QUESTIONS ON THE MATERIAL
a – Answer these about the passage on Crush, one answer per line, marked the same way:
(i) Which company launched Crush?
(ii) What did the writer run into in Crush's codebase during early access?
(iii) What does the Culebra library let applications load as configuration files?
b – Duplicate a section of the passage on Crush word for word, starting with "Early Access and" and going on through "files for applications.".
SOURCE PASSAGE Block Start
Experimenting with Crush: AI-Generated Code and Learning Through Automation
Yesterday, Charm.sh launched Crush, an open-source AI coding agent that can generate entire applications from natural language descriptions. As someone who was fortunate enough to participate in the early access program, I wanted to share my experience with this fascinating tool and what I learned about AI-assisted development.
Early Access and Contributing
During the early access phase, I encountered a panic in Crush’s codebase and managed to identify and fix the issue. It was a small contribution —just a bug fix— but it felt rewarding to help improve a tool that was still taking shape. This experience reminded me that even polished tools have rough edges, and there’s value in being part of the testing and improvement process.
The Culebra Experiment
To truly test Crush’s capabilities, I decided to generate an entire Go library from scratch. The result was Culebra, a Go library that enables loading Lua scripts as configuration files for applications.
The idea was to create something that would solve a real problem I’d encountered: wanting more flexible configuration files that could contain logic and environment-specific settings, beyond what static YAML or JSON could offer.
SOURCE PASSAGE Block End
DATA FOR REVIEW Block Start
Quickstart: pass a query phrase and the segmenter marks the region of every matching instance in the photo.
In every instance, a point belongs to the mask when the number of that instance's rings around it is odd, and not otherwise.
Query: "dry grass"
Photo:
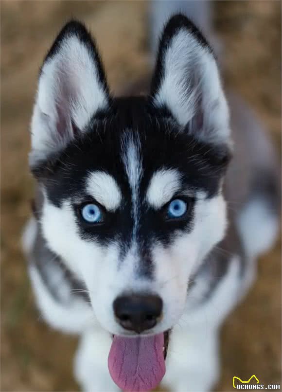
[[[97,36],[116,90],[148,69],[146,8],[142,1],[1,2],[1,391],[77,389],[71,369],[75,339],[41,322],[19,243],[32,196],[28,127],[40,61],[75,16]],[[281,3],[220,1],[216,8],[226,84],[257,110],[280,148]],[[235,375],[281,382],[280,258],[280,244],[262,258],[257,283],[223,328],[219,390],[232,390]]]

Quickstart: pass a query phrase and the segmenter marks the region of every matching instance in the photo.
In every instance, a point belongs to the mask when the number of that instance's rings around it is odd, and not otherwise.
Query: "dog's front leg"
[[[107,358],[112,339],[103,330],[82,335],[74,358],[74,375],[84,392],[120,391],[108,370]]]
[[[172,331],[162,385],[174,392],[207,392],[219,374],[218,333],[208,326],[181,327]]]

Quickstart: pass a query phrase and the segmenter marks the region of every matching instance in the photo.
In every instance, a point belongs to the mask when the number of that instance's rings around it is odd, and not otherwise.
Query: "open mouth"
[[[113,380],[123,391],[150,391],[165,373],[169,331],[153,336],[115,335],[108,358]]]

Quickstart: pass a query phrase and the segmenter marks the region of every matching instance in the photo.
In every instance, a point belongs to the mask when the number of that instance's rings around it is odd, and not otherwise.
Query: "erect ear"
[[[192,22],[171,18],[161,37],[151,95],[188,132],[211,143],[229,141],[228,105],[212,51]]]
[[[31,124],[31,165],[83,132],[95,114],[106,109],[109,100],[91,36],[80,23],[69,22],[55,40],[39,74]]]

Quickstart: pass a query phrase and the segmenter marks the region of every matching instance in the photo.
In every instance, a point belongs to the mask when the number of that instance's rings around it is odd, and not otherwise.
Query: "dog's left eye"
[[[167,217],[169,219],[180,218],[187,211],[187,203],[181,199],[175,199],[167,207]]]
[[[81,209],[81,216],[89,223],[100,223],[103,221],[102,212],[96,204],[86,204]]]

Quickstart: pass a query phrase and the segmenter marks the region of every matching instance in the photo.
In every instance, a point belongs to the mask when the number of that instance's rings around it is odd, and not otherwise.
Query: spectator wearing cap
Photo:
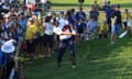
DATA FOR REVIEW Block End
SOLUTIONS PER TASK
a –
(i) Charm.sh
(ii) A panic
(iii) Lua scripts

b –
Early Access and Contributing
During the early access phase, I encountered a panic in Crush’s codebase and managed to identify and fix the issue. It was a small contribution —just a bug fix— but it felt rewarding to help improve a tool that was still taking shape. This experience reminded me that even polished tools have rough edges, and there’s value in being part of the testing and improvement process.
The Culebra Experiment
To truly test Crush’s capabilities, I decided to generate an entire Go library from scratch. The result was Culebra, a Go library that enables loading Lua scripts as configuration files for applications.